### DESCRIPTION OF THE TASK
Answer these questions using the cable TV text below:
1. How tall was the grandparents' antenna in the 1960s?
2. What extra monthly charge did "Cinema Plus" carry?
3. In what year did cable TV reach the writer's hometown?

### ARTICLE
** start **
I think in those days, they also said it stood for something that it could be said it stands for today.   Nothing But Crap! :)
 
Back then, as well as today, people were grousing about the "quality" of TV Programming. Then word began to spread about a little something called "Cable TV". Cable TV had been around for quite some time (It originated after World War II when a Town in the Appalachian Mountains strung a line to an Antenna that had been placed on a Mountaintop near Allentown, Pennsylvania in orter to pick up TV Signals that were blocked by the mountains.) It was soon realised that this was the way to bring TV into rural or mountainous areas which had little or no over-the-air TV Reception. (In the 1960s, my Grandparents, who lived on the shores of Lake Huron outside of Oscoda, Michigan, had a 50 foot tall Antenna which allowed them to pick up a grand total of TWO TV Stations, one in Alpena, Mi. and the other in Bay City, Mi.) In 1970 they got Cable, and they now had as many channels to watch as I did living in the Detroit Area. For the next decade that was that, there was no real need to bring Cable to the Cities, which had access to multiple TV Stations. But in the 1970s something else happened. A new Channel appeared on my Grandparent's Cable System. It was called "Cinema Plus" (Later replaced by HBO) and for an extra $5.00 a Month you could pick up this additional Channel, which featured recent Hollywood Movies uncut and without Commercials. Now the people in the Boondocks had something us "City Slickers" DIDN'T HAVE! But things were changing there as well. A Satellite was launched from Cape Canaveral, and Enterpreneurs were broadcasting signals to this Satellite, which then transmitted them to Cable TV Stations across the Country. These included various Independant TV Stations which carried their City's Sports Teams (WTBS, WOR, WGN) as well as something new, various "Specialty Channels" such as ESPN, which carried nothing but Sports and Nickleodeon, which carried Kids Shows. People in the Cities began asking "When do we get all these new channels? In 1980 it happened. Cable TV arrived in my Hometown, and I was like a Kid on Christmas Morning! /img/vbsmilies/htf/banana.gifOh Boy! 28 New Tv Channels to get off on. Oh yes, since we had to PAY for these extra channels we were promised limited Commercials as well.
** end **
### AVAILABLE DATA
** start **
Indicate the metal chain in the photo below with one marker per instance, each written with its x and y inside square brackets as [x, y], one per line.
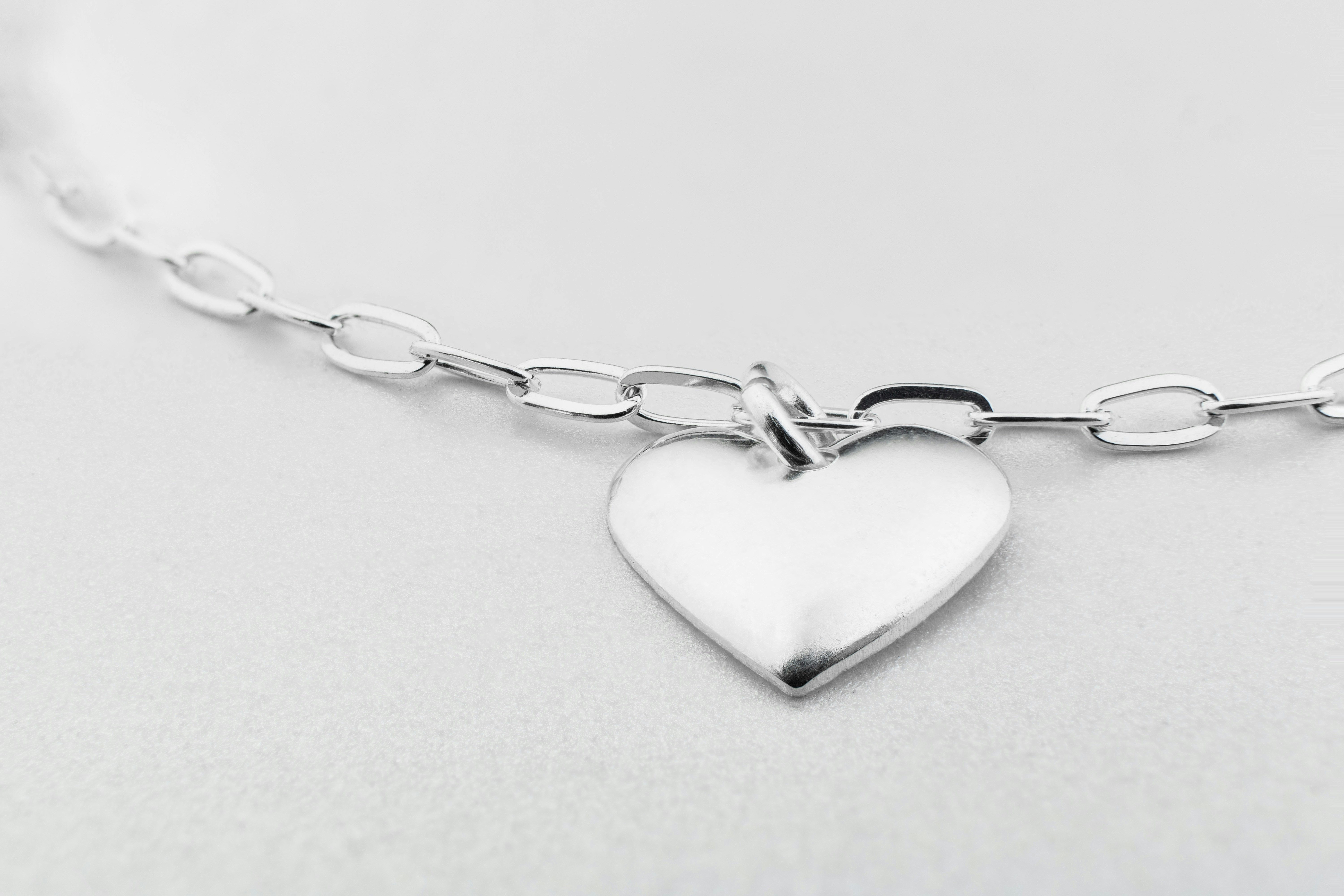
[771, 405]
** end **
### SOLUTION
1. 50 feet
2. $5.00 a month
3. 1980